(EXCERPT TO READ):
----

The text of a letter submitted to the New Scientist in reply to an article by Timothy Revell on a claim that mind-reading devices can access your thoughts and dreams using AI.

As usual there has been no acknowledgement, response or publication by the New Scientist

Timothy Revell’s article Thoughts Laid Bare (29 September, p. 28) illustrates a worrying tendency of AI enthusiasts to over-hype the capabilities of their algorithms. The article suggests that AI offers the possibility of the “ultimate privacy breach” by gaining access to “one of the only things we can keep to ourselves,” namely, “the thoughts in our heads.”

----

(SUPPLIED RECORDS):

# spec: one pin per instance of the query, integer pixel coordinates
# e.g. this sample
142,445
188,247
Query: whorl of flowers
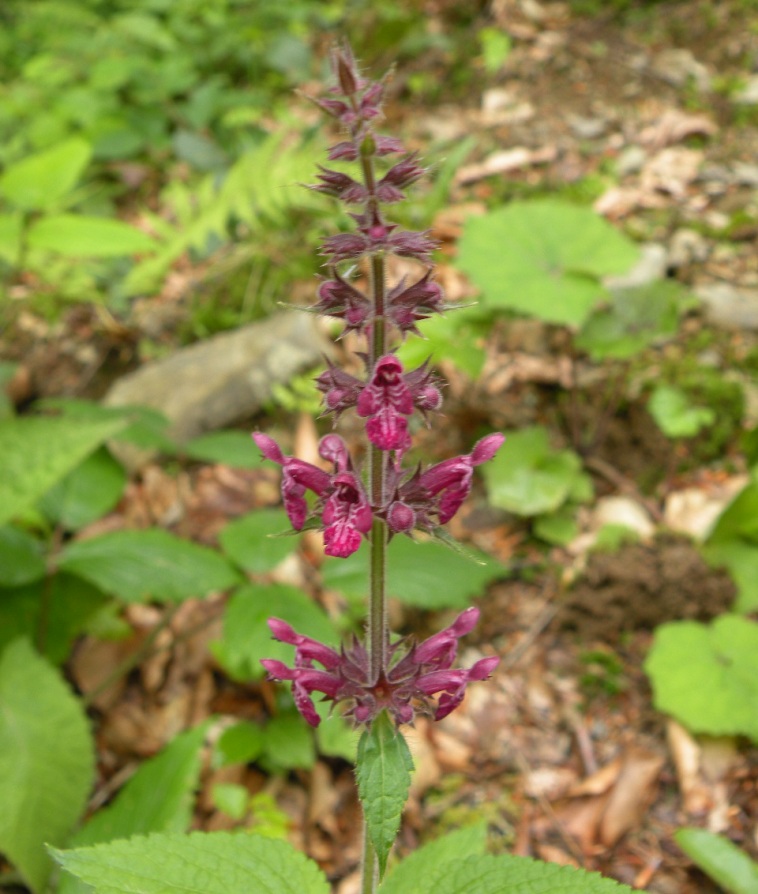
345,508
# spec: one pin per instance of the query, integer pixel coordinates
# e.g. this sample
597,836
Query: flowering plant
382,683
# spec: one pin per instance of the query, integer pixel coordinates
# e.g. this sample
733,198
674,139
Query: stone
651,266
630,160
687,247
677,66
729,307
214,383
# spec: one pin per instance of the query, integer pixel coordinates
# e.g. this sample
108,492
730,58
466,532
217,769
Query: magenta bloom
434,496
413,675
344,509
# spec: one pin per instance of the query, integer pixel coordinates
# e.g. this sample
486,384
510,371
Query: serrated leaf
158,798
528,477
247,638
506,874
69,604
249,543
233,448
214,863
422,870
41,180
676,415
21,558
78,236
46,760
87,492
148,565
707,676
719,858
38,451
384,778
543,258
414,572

----

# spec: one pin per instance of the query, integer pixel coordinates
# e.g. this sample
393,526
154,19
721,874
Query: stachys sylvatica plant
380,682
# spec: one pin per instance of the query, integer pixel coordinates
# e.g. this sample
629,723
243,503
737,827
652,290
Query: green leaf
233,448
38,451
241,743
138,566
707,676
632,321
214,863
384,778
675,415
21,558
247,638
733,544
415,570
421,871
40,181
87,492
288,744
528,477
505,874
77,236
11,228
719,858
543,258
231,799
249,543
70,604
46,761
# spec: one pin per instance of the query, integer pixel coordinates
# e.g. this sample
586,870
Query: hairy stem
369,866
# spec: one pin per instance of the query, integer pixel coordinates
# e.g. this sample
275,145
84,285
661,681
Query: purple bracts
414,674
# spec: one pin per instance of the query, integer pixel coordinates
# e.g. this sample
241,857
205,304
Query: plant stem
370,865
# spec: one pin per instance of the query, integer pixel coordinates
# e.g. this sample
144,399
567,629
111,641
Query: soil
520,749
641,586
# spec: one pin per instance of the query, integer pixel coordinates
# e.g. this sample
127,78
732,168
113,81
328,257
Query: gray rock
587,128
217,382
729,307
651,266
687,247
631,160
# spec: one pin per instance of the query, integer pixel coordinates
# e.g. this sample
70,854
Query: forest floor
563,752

----

(REQUEST): Copy out the excerpt about the letter on mind-reading devices above in full, word for word, keeping its punctuation and paragraph breaks.

(ANSWER IN FULL):
The text of a letter submitted to the New Scientist in reply to an article by Timothy Revell on a claim that mind-reading devices can access your thoughts and dreams using AI.

As usual there has been no acknowledgement, response or publication by the New Scientist

Timothy Revell’s article Thoughts Laid Bare (29 September, p. 28) illustrates a worrying tendency of AI enthusiasts to over-hype the capabilities of their algorithms. The article suggests that AI offers the possibility of the “ultimate privacy breach” by gaining access to “one of the only things we can keep to ourselves,” namely, “the thoughts in our heads.”